## Work task:
Tally the lines of the data that include the word "stole". Only the number is to be returned.

## Data for analysis:
· · · · · · ·

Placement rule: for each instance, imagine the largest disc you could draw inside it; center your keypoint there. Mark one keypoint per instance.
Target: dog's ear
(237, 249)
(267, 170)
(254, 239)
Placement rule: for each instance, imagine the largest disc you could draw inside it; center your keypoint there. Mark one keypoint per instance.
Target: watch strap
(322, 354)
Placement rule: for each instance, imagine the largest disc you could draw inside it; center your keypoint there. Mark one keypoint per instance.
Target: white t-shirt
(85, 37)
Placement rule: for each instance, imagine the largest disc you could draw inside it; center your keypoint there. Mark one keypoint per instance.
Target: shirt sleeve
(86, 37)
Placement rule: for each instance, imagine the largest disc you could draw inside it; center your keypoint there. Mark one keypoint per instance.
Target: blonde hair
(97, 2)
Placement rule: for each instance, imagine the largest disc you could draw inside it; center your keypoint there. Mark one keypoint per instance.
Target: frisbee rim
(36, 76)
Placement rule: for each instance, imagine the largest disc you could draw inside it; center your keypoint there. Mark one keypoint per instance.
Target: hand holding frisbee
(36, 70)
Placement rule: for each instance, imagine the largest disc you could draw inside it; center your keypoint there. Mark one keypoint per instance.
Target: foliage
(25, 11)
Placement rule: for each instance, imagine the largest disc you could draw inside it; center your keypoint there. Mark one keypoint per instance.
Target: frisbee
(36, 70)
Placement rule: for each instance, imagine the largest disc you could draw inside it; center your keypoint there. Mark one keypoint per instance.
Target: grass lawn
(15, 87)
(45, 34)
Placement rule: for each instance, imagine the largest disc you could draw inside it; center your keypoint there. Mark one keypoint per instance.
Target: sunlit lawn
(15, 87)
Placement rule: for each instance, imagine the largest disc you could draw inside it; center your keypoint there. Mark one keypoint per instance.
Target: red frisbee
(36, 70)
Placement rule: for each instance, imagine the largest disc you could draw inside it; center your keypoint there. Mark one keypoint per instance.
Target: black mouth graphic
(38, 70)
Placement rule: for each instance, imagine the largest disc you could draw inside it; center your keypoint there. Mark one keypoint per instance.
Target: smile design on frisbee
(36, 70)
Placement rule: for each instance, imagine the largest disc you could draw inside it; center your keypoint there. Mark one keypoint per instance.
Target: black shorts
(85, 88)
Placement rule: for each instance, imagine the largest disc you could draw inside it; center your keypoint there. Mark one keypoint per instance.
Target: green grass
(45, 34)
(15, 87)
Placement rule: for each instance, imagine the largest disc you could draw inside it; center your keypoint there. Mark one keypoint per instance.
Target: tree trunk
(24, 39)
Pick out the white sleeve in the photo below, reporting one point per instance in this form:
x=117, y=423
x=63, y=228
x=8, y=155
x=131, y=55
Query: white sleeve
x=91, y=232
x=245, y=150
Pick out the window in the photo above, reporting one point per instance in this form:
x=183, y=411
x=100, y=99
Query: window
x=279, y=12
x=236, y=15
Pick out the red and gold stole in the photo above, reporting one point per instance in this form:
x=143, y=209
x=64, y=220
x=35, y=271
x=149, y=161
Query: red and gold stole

· · · · · · ·

## Answer box:
2